>> START

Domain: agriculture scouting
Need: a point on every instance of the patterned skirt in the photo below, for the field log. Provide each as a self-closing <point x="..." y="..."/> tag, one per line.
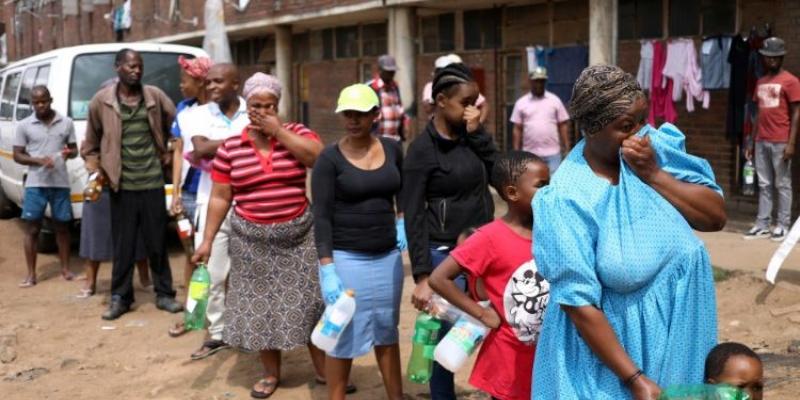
<point x="273" y="300"/>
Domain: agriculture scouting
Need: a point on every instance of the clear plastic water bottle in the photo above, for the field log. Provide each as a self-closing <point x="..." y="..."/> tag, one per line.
<point x="443" y="310"/>
<point x="703" y="392"/>
<point x="197" y="299"/>
<point x="749" y="179"/>
<point x="426" y="334"/>
<point x="462" y="340"/>
<point x="333" y="322"/>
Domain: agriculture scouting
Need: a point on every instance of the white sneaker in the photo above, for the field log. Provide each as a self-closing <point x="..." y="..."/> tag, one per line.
<point x="756" y="233"/>
<point x="778" y="234"/>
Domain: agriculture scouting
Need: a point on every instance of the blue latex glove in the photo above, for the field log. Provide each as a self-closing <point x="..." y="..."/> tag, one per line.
<point x="402" y="242"/>
<point x="329" y="283"/>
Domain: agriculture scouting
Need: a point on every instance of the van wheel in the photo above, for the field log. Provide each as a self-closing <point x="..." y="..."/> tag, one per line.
<point x="7" y="208"/>
<point x="46" y="243"/>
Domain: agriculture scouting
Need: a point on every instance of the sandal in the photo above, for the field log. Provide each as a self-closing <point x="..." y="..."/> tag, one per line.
<point x="350" y="389"/>
<point x="209" y="348"/>
<point x="177" y="330"/>
<point x="268" y="387"/>
<point x="27" y="283"/>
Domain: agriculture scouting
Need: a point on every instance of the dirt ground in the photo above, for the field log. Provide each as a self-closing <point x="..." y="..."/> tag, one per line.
<point x="55" y="346"/>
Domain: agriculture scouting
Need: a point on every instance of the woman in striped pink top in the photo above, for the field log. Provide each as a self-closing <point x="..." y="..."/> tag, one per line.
<point x="273" y="299"/>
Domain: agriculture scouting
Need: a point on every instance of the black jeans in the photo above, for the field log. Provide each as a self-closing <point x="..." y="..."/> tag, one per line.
<point x="134" y="213"/>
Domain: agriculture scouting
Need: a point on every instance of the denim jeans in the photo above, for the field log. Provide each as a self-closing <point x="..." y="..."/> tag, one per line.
<point x="441" y="385"/>
<point x="773" y="173"/>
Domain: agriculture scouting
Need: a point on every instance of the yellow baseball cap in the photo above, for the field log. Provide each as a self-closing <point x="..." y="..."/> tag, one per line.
<point x="358" y="97"/>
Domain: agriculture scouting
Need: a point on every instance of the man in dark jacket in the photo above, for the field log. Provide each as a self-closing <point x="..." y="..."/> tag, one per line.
<point x="127" y="131"/>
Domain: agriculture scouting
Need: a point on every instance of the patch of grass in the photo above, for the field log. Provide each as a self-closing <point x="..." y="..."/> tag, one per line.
<point x="721" y="274"/>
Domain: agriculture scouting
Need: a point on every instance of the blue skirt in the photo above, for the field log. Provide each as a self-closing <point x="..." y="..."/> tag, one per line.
<point x="377" y="280"/>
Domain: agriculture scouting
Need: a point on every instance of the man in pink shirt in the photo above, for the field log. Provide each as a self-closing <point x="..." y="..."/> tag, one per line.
<point x="778" y="97"/>
<point x="541" y="123"/>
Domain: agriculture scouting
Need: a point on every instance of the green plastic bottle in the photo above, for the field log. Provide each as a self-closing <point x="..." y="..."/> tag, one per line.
<point x="703" y="392"/>
<point x="426" y="335"/>
<point x="197" y="299"/>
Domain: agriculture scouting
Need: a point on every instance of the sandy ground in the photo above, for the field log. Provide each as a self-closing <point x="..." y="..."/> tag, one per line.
<point x="61" y="349"/>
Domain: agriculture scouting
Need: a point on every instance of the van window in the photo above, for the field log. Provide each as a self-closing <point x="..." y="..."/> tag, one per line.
<point x="42" y="76"/>
<point x="9" y="95"/>
<point x="24" y="98"/>
<point x="91" y="72"/>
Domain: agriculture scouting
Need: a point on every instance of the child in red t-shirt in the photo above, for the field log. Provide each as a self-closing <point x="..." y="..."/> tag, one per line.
<point x="499" y="254"/>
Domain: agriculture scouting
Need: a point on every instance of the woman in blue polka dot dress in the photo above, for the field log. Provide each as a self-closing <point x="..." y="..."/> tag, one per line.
<point x="614" y="238"/>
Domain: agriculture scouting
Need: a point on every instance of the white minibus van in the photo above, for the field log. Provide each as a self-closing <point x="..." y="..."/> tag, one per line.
<point x="73" y="75"/>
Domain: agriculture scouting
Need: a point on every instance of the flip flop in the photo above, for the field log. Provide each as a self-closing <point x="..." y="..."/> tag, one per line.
<point x="268" y="386"/>
<point x="213" y="346"/>
<point x="350" y="389"/>
<point x="177" y="330"/>
<point x="27" y="283"/>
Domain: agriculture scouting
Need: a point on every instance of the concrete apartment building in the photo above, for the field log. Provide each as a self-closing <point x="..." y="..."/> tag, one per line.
<point x="318" y="46"/>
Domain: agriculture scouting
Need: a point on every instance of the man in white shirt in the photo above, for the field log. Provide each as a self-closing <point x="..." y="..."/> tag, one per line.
<point x="206" y="127"/>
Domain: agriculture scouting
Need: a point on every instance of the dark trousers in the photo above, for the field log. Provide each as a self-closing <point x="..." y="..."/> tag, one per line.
<point x="441" y="385"/>
<point x="133" y="214"/>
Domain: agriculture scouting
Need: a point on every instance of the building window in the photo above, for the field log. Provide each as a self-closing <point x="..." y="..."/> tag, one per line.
<point x="482" y="29"/>
<point x="373" y="40"/>
<point x="301" y="47"/>
<point x="703" y="17"/>
<point x="248" y="52"/>
<point x="347" y="42"/>
<point x="327" y="44"/>
<point x="640" y="19"/>
<point x="438" y="33"/>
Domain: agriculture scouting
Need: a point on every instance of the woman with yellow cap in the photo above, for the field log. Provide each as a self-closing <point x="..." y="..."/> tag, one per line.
<point x="354" y="185"/>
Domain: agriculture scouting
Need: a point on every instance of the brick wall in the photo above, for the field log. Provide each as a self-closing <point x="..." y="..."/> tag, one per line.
<point x="149" y="20"/>
<point x="328" y="78"/>
<point x="705" y="129"/>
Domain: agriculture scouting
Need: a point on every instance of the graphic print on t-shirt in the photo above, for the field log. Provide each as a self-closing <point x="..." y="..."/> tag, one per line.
<point x="769" y="94"/>
<point x="524" y="301"/>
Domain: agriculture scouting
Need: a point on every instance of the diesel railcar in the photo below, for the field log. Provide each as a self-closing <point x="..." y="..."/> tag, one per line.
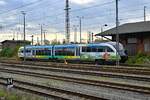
<point x="96" y="52"/>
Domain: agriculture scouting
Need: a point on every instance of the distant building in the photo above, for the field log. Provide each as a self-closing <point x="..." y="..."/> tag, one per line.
<point x="134" y="36"/>
<point x="14" y="43"/>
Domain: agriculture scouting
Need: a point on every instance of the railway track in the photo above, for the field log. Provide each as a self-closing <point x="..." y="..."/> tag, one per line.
<point x="48" y="91"/>
<point x="82" y="72"/>
<point x="121" y="69"/>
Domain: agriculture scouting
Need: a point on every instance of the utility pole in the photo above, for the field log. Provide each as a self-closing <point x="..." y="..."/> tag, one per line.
<point x="67" y="22"/>
<point x="117" y="34"/>
<point x="75" y="33"/>
<point x="32" y="38"/>
<point x="92" y="37"/>
<point x="24" y="34"/>
<point x="38" y="41"/>
<point x="144" y="13"/>
<point x="41" y="34"/>
<point x="80" y="25"/>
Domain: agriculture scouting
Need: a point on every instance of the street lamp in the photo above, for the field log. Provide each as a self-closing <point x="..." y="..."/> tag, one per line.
<point x="75" y="33"/>
<point x="23" y="13"/>
<point x="102" y="28"/>
<point x="80" y="25"/>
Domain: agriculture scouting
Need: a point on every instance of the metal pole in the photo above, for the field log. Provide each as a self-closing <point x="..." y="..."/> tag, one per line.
<point x="75" y="33"/>
<point x="24" y="35"/>
<point x="80" y="30"/>
<point x="44" y="37"/>
<point x="41" y="34"/>
<point x="92" y="37"/>
<point x="117" y="34"/>
<point x="32" y="39"/>
<point x="67" y="22"/>
<point x="80" y="25"/>
<point x="144" y="13"/>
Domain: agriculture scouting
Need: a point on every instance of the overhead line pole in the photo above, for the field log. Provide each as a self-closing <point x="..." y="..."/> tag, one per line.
<point x="117" y="34"/>
<point x="67" y="22"/>
<point x="24" y="34"/>
<point x="41" y="34"/>
<point x="80" y="25"/>
<point x="144" y="13"/>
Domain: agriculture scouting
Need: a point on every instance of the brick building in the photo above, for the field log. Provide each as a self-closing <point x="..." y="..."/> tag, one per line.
<point x="14" y="43"/>
<point x="134" y="36"/>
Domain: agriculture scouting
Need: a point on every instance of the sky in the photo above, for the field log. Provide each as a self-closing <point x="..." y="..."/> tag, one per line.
<point x="51" y="14"/>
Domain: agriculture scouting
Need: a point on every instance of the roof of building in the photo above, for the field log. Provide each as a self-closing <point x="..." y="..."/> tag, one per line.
<point x="138" y="27"/>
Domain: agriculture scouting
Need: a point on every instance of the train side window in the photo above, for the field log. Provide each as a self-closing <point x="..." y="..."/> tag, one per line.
<point x="100" y="49"/>
<point x="109" y="49"/>
<point x="94" y="49"/>
<point x="84" y="49"/>
<point x="89" y="49"/>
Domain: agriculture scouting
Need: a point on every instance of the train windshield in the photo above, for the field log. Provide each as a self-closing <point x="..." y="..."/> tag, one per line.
<point x="114" y="45"/>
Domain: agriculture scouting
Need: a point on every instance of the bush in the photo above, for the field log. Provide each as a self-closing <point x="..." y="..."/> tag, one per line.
<point x="140" y="58"/>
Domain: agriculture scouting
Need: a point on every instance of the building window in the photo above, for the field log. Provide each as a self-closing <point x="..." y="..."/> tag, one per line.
<point x="147" y="45"/>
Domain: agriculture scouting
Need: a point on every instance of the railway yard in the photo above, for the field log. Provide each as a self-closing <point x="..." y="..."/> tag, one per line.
<point x="58" y="81"/>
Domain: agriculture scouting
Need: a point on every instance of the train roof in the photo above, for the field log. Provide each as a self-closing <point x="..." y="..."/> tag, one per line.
<point x="68" y="45"/>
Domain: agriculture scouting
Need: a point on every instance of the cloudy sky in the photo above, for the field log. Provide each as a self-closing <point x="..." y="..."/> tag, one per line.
<point x="51" y="14"/>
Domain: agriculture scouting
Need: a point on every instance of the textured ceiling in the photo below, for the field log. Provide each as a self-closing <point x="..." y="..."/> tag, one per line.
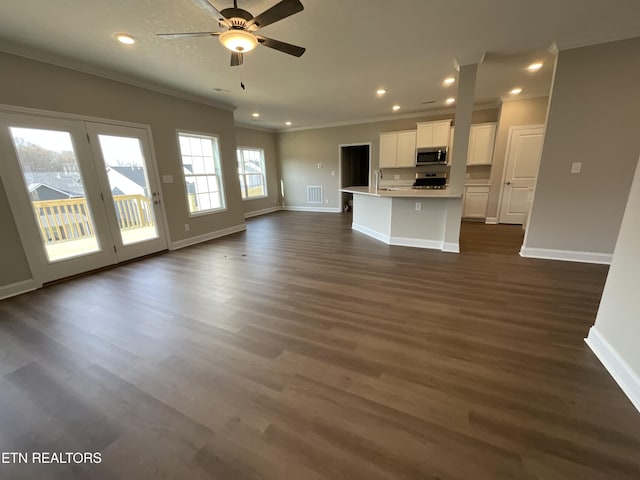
<point x="353" y="47"/>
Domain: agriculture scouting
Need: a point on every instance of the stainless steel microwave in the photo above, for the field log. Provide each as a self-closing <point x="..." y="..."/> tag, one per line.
<point x="431" y="156"/>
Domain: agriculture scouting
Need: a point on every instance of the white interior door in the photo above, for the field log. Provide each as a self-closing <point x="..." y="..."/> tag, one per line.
<point x="53" y="190"/>
<point x="129" y="184"/>
<point x="524" y="148"/>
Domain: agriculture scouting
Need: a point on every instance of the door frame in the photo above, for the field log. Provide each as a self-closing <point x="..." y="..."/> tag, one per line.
<point x="134" y="250"/>
<point x="35" y="263"/>
<point x="340" y="147"/>
<point x="503" y="177"/>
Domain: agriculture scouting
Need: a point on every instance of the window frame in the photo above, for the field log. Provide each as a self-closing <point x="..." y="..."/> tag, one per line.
<point x="263" y="164"/>
<point x="219" y="172"/>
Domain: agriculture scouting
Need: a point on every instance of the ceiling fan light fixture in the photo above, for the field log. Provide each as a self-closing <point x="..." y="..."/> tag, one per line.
<point x="125" y="38"/>
<point x="238" y="40"/>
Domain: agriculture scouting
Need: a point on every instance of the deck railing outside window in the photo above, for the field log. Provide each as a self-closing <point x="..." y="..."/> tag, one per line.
<point x="68" y="219"/>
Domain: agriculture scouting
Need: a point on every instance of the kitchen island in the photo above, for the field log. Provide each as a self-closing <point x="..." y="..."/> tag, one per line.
<point x="407" y="217"/>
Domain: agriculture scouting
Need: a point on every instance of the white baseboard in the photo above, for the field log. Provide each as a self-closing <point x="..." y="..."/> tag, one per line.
<point x="566" y="255"/>
<point x="264" y="211"/>
<point x="416" y="242"/>
<point x="619" y="369"/>
<point x="451" y="247"/>
<point x="187" y="242"/>
<point x="18" y="288"/>
<point x="314" y="209"/>
<point x="407" y="241"/>
<point x="371" y="233"/>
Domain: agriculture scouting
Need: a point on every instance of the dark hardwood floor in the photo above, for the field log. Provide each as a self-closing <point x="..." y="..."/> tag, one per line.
<point x="303" y="350"/>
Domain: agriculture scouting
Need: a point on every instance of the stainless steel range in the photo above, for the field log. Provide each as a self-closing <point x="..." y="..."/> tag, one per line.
<point x="431" y="181"/>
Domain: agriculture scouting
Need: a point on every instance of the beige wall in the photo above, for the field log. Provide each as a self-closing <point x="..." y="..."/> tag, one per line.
<point x="246" y="137"/>
<point x="594" y="118"/>
<point x="13" y="263"/>
<point x="617" y="319"/>
<point x="301" y="152"/>
<point x="513" y="113"/>
<point x="28" y="83"/>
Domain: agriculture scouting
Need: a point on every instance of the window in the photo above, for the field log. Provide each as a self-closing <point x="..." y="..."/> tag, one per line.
<point x="252" y="173"/>
<point x="202" y="174"/>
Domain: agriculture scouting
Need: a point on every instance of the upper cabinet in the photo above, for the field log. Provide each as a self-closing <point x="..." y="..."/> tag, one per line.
<point x="433" y="134"/>
<point x="481" y="139"/>
<point x="397" y="149"/>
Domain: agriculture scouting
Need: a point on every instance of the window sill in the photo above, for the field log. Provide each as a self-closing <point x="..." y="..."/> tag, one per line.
<point x="255" y="198"/>
<point x="207" y="212"/>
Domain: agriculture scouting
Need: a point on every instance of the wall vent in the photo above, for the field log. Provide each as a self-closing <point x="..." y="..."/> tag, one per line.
<point x="314" y="194"/>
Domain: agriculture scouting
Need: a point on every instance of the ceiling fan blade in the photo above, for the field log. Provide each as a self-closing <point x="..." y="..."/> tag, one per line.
<point x="279" y="11"/>
<point x="283" y="47"/>
<point x="236" y="59"/>
<point x="170" y="36"/>
<point x="211" y="10"/>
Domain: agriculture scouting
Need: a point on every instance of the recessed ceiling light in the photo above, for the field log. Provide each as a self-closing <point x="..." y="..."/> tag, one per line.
<point x="125" y="38"/>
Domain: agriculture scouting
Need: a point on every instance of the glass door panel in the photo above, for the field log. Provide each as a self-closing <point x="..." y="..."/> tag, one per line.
<point x="129" y="188"/>
<point x="52" y="187"/>
<point x="128" y="177"/>
<point x="56" y="191"/>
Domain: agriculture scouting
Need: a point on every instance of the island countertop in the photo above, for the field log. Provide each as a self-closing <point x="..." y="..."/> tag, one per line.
<point x="398" y="192"/>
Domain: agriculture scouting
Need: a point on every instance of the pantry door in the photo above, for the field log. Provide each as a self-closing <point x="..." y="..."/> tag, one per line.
<point x="52" y="185"/>
<point x="130" y="187"/>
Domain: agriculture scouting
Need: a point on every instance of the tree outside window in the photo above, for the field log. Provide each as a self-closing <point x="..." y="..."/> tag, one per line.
<point x="251" y="172"/>
<point x="202" y="175"/>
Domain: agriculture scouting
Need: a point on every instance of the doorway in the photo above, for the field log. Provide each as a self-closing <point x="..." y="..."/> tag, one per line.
<point x="524" y="149"/>
<point x="355" y="170"/>
<point x="84" y="195"/>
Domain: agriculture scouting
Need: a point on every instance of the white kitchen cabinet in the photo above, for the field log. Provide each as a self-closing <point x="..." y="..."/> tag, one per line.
<point x="406" y="149"/>
<point x="476" y="199"/>
<point x="481" y="139"/>
<point x="433" y="134"/>
<point x="398" y="149"/>
<point x="388" y="149"/>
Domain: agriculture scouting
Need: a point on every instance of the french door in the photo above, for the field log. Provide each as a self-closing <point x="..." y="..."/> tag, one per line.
<point x="83" y="194"/>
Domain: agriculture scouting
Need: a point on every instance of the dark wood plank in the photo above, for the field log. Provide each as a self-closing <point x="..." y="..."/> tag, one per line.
<point x="302" y="349"/>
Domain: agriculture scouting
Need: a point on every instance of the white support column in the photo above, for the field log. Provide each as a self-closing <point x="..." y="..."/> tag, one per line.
<point x="457" y="172"/>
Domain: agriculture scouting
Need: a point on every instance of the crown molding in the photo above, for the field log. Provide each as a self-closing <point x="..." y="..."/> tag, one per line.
<point x="522" y="97"/>
<point x="386" y="118"/>
<point x="64" y="62"/>
<point x="254" y="127"/>
<point x="597" y="39"/>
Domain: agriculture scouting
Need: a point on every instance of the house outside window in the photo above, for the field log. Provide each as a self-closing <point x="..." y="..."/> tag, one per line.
<point x="252" y="173"/>
<point x="202" y="174"/>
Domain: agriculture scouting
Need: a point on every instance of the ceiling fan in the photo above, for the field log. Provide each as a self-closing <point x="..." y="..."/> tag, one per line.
<point x="240" y="36"/>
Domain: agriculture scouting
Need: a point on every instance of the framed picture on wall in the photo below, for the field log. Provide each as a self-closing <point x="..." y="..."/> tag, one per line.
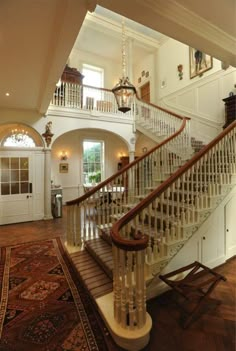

>> END

* _Directions_
Count the lines in the entries above that contain the string "ground", with case mattering, and reply with only that number.

* _Solution to this task_
2